• **WORK TASK**:
Of the entries below, return exactly those lines that fall between the one containing "box: [0, 194, 1000, 555]" and the one containing "236L551 249L554 342L662", the two end lines included.
▼
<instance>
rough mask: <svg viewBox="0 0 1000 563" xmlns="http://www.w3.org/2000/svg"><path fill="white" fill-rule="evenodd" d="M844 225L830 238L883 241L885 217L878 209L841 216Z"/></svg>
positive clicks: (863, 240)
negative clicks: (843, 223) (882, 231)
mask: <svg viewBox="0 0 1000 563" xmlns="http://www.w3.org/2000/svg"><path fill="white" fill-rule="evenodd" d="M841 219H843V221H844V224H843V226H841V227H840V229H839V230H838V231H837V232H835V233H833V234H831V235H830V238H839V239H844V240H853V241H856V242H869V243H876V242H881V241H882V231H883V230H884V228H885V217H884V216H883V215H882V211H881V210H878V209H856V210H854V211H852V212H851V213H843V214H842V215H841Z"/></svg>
▲
▼
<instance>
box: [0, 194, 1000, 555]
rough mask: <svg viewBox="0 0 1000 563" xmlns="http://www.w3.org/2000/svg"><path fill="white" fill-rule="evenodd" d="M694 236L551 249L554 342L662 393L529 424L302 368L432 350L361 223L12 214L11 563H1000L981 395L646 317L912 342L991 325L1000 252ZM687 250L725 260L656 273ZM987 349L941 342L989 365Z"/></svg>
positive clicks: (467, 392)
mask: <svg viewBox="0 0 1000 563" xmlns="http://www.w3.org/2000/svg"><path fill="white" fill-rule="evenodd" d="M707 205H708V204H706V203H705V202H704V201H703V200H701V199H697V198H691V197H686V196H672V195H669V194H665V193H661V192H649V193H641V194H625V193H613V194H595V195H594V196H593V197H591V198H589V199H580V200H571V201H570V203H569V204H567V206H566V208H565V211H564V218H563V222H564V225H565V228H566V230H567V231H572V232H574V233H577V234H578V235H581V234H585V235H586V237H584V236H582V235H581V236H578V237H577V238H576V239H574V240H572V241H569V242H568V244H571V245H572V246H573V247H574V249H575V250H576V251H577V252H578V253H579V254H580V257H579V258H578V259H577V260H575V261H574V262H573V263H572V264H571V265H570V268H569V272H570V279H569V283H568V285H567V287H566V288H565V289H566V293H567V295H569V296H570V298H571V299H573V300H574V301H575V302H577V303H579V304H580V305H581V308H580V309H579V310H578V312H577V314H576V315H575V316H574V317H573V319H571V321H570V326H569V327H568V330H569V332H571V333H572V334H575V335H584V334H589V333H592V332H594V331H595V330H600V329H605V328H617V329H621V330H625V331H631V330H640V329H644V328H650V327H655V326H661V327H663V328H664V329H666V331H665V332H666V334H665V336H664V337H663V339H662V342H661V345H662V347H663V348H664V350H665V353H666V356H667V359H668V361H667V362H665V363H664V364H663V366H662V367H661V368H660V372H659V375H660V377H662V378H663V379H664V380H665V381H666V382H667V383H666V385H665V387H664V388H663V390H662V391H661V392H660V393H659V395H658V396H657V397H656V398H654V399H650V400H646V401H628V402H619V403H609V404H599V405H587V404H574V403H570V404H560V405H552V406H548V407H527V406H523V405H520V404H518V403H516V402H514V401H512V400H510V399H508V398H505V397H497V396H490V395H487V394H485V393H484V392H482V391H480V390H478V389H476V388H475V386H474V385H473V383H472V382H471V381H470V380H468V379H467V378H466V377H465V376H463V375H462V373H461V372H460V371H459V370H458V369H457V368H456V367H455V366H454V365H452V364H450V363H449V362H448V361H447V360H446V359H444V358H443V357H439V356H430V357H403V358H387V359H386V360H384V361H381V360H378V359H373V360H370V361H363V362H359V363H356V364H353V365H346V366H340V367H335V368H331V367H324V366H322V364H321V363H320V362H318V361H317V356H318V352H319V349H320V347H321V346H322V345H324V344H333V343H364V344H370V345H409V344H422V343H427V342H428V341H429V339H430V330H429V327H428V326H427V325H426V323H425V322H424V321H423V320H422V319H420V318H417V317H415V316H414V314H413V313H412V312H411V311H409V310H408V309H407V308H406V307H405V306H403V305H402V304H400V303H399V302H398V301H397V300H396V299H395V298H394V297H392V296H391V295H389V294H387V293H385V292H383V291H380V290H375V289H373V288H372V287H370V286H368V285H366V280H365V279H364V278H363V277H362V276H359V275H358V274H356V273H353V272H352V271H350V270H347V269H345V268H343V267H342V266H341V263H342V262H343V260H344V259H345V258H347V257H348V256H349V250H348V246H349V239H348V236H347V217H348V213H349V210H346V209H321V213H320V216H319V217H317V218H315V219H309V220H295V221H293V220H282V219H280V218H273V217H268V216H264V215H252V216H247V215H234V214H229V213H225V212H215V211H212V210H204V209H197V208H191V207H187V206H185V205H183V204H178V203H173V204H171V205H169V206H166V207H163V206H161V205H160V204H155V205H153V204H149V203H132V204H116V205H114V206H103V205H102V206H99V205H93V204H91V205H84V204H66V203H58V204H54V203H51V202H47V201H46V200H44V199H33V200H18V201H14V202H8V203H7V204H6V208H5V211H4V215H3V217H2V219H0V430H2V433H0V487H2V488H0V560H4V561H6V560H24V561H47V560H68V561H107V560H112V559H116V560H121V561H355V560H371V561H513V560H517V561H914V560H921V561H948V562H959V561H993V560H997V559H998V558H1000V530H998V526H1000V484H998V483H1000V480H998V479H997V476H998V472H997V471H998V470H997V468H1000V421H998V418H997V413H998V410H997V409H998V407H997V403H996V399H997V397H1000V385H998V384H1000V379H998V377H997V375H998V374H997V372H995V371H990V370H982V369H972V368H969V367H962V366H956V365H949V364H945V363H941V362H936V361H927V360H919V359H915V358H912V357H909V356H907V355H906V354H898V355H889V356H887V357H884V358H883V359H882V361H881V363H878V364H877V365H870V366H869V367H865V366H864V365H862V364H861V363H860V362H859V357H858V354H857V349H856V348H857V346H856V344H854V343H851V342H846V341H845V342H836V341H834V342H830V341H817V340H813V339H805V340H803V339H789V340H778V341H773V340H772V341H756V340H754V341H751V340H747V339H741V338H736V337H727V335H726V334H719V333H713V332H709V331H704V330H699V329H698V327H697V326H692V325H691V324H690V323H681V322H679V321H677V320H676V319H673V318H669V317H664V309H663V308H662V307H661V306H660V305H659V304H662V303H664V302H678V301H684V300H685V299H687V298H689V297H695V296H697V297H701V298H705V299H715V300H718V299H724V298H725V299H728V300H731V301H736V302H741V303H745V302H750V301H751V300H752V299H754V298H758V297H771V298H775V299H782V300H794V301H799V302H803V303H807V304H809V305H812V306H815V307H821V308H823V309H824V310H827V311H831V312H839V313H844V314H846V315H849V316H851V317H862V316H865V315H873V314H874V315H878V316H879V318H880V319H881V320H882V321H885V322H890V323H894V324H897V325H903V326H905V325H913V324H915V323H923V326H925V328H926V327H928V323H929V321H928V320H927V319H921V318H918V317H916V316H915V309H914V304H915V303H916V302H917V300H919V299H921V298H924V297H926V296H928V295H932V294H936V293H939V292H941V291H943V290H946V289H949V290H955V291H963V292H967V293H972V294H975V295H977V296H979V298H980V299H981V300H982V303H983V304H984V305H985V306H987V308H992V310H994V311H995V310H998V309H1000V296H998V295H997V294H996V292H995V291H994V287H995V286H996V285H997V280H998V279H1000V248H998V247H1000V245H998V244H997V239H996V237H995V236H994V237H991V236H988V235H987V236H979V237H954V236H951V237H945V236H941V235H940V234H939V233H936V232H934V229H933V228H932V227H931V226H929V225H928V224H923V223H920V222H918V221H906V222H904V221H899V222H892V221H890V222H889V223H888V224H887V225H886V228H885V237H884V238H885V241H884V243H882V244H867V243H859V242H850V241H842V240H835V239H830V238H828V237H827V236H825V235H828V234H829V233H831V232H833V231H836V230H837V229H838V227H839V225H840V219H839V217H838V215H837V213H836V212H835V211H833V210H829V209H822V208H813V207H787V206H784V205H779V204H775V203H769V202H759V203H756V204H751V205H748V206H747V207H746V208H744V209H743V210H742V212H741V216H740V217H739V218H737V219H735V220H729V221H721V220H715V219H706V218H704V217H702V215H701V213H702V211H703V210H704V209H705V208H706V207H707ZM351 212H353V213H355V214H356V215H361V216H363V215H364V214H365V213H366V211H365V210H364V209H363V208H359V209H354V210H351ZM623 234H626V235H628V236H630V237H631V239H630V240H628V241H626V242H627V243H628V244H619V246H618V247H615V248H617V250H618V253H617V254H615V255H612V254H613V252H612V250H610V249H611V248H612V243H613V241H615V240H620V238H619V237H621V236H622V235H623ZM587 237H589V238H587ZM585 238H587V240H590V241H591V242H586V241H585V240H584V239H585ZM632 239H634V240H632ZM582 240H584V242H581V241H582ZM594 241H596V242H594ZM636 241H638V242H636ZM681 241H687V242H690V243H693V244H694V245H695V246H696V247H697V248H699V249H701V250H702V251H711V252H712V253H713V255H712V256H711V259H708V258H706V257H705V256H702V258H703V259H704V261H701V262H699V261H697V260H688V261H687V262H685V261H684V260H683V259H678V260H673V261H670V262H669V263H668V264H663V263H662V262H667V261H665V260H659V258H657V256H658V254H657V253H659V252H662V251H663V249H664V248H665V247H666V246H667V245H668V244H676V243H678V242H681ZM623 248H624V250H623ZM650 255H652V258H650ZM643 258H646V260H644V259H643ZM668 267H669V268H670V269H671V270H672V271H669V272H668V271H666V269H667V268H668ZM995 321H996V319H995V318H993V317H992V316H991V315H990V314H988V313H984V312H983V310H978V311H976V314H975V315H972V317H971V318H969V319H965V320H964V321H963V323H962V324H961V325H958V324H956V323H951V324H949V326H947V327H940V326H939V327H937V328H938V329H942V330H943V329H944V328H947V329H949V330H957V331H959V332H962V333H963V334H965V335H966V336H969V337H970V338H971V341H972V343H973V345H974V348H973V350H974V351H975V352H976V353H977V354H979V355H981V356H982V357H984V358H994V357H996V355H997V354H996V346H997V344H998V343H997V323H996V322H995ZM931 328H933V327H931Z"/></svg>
▲
• **COMPLETED EXERCISE**:
box: [0, 194, 1000, 555]
rough mask: <svg viewBox="0 0 1000 563" xmlns="http://www.w3.org/2000/svg"><path fill="white" fill-rule="evenodd" d="M694 236L551 249L554 342L662 393L529 424L302 368L432 350L361 223L12 214L11 563H1000L981 395L646 317L912 342L991 325L1000 252ZM687 250L725 260L656 273ZM987 349L941 342L989 365Z"/></svg>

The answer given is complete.